Your objective - Can you output every one of the rows below verbatim, with no changes?

Task material -
**********
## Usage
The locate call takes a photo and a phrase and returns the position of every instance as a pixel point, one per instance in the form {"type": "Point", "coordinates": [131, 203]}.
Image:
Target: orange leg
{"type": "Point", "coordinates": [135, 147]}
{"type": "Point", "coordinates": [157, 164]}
**********
Result -
## Usage
The locate call takes a photo and a phrase and returns the position of every instance as a pixel point, one per instance in the form {"type": "Point", "coordinates": [131, 203]}.
Image:
Target: orange leg
{"type": "Point", "coordinates": [135, 147]}
{"type": "Point", "coordinates": [157, 164]}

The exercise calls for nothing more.